> **Problem statement**: Extend the comment thread about Bash and Python past its last line, writing the next part of the reply.

> **Page text**:
This is what I want to say to all the Bash-haters that knee-jerk a "you should use a real language like Python" in the comments to every article that shows any Bash at all. It's a pet peeve of mine.
It's not so much a matter of exhaustively listing pros and cons, but more a matter of appropriateness to the desired goal or goals IME. I seriously doubt that a comprehensive pro/con list can even be coherent. Is dynamic typing a pro or a con? Depends on to whom and even in what decade you ask. List comprehensions? Interpreted language? First class OOP? Any cost-benefit anaylsis will be highly context-dependent.
> I'm not here to defend tiresome strawmen.
I won't point out that you already tried to (contradiction intended). Perhaps a more interesting discussion would result if we defaulted to a more collaborative[0] stance here?
> Of course it has flaws, but that alone doesn't tell us anything; only comparisons do.

> **Raw data**:
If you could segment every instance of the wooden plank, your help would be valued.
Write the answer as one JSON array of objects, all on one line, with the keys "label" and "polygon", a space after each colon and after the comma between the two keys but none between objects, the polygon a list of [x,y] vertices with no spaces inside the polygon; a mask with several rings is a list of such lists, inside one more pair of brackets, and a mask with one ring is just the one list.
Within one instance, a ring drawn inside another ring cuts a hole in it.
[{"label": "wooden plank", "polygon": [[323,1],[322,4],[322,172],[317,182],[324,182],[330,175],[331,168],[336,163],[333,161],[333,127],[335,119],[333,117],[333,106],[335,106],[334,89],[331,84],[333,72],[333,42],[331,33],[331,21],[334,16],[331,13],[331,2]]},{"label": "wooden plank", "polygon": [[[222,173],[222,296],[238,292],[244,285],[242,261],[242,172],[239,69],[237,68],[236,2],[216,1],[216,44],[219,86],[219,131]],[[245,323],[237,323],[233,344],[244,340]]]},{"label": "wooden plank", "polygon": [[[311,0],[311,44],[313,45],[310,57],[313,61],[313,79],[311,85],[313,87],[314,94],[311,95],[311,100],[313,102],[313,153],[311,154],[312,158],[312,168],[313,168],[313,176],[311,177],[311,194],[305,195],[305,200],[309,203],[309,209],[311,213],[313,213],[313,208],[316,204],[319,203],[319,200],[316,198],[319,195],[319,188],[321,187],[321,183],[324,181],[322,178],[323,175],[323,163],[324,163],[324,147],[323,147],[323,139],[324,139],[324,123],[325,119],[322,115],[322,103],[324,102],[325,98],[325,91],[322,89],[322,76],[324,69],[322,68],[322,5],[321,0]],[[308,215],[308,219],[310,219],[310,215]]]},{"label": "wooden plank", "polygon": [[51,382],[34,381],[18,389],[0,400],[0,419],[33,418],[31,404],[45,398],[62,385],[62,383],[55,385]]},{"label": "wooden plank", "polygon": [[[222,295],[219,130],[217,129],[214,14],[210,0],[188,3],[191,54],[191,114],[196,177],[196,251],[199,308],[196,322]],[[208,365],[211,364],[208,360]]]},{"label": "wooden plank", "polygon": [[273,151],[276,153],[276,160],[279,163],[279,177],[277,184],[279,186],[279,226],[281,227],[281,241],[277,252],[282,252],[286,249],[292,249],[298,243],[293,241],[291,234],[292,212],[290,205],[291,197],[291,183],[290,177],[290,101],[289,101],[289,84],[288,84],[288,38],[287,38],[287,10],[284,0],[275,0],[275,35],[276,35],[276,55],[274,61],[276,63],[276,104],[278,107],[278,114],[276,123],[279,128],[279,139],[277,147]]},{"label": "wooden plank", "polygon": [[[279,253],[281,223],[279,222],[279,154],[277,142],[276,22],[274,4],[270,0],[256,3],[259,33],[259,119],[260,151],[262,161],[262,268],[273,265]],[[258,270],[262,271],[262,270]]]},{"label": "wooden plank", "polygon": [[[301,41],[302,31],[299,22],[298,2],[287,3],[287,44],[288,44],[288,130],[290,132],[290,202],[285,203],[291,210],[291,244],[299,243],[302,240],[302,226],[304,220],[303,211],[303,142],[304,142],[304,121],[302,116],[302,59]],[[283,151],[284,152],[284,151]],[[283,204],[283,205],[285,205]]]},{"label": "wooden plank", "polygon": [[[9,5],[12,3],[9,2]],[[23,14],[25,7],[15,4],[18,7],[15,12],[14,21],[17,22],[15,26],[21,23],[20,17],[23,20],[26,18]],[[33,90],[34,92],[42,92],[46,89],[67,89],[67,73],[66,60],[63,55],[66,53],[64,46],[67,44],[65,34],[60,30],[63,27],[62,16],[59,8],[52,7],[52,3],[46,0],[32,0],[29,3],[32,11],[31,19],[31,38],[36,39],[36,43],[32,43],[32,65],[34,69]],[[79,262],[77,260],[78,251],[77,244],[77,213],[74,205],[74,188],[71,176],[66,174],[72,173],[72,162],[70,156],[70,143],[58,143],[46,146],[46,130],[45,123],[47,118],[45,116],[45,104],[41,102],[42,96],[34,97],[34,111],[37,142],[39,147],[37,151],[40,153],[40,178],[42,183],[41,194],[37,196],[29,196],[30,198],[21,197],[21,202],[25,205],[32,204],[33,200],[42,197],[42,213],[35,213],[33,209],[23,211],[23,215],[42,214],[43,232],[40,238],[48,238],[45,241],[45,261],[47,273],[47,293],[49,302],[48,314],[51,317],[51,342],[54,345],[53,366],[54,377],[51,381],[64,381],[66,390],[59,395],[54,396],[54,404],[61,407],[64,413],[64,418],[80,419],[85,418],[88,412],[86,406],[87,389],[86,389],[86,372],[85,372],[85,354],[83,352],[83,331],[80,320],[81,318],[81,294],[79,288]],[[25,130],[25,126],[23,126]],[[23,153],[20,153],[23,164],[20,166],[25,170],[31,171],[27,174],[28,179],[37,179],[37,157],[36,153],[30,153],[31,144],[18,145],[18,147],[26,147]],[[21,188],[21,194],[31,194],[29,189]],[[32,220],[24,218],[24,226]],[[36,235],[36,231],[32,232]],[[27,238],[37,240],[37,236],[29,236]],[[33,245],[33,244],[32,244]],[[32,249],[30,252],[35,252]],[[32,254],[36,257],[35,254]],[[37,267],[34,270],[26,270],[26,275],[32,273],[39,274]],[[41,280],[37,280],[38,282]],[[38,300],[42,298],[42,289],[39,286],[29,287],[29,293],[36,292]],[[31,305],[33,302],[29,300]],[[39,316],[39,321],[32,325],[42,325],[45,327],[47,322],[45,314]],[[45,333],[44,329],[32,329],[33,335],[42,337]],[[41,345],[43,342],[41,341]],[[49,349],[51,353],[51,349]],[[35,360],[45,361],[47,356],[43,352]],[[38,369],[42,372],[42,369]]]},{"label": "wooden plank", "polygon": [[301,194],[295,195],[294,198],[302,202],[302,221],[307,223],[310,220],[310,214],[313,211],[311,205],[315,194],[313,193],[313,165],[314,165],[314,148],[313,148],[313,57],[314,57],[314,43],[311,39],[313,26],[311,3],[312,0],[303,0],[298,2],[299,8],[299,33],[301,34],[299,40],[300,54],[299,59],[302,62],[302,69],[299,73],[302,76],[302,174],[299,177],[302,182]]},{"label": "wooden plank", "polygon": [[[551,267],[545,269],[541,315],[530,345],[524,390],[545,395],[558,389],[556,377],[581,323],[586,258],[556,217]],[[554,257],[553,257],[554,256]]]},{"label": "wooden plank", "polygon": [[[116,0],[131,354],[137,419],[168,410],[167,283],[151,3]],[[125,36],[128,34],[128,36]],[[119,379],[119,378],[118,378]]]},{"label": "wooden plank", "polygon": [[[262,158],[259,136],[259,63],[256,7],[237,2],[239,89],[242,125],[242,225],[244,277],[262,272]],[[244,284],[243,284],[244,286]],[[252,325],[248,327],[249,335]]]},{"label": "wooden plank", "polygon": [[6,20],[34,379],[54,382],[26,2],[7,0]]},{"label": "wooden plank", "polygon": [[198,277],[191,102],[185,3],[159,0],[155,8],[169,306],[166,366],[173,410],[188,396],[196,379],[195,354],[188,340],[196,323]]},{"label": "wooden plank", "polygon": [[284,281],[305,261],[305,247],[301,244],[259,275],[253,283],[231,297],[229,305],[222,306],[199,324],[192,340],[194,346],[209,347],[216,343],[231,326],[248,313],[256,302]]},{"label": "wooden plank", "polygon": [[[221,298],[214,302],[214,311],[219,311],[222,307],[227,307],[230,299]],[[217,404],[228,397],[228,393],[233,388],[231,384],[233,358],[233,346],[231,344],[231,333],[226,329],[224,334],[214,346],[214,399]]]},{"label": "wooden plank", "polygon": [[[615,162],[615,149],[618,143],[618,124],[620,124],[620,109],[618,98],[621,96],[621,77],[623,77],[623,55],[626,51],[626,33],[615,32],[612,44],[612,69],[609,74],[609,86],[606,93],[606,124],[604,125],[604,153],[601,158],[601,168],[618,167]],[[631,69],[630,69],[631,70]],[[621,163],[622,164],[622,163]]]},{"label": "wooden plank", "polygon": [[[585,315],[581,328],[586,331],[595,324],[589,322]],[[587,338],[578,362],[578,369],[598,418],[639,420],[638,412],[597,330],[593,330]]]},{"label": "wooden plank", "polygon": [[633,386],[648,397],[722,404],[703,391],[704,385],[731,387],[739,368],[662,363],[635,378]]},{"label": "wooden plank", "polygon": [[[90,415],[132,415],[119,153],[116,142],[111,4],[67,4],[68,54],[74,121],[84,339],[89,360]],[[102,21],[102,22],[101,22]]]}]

> **Answer to this task**:
Comparisons won't tell us anything. If Python were the only programming language in existence, that doesn't imply that it would be loved. Or, if we could establish that Python is the technically worst programming language to ever be created, that doesn't imply that wouldn't be loved. Look at how many people in the world love other people who are by all reasonable measures bad for them (e.g. abusive). Love isn't rational. It is unlikely that it is possible for us to truly understand.
The same reason people are not flocking to the Lisps of the world: mathematical rigour and precision does not translate to higher legibility and understandability.
Python's list /dict/set comprehensions are equivalent to typed for loops: where everyone complains about Python being lax with types, it's weird that one statement that guarantees a return type is now the target.
Yet most other languages don't have the "properly ordered" for loop, Rust included (it's not "from iter as var" there either).
It's even funnier when function calling in one language is compared to syntax in another (you can do function calling for everything in most languages, a la Lisp). Esp in the given example for Python: there is functools.map, after all.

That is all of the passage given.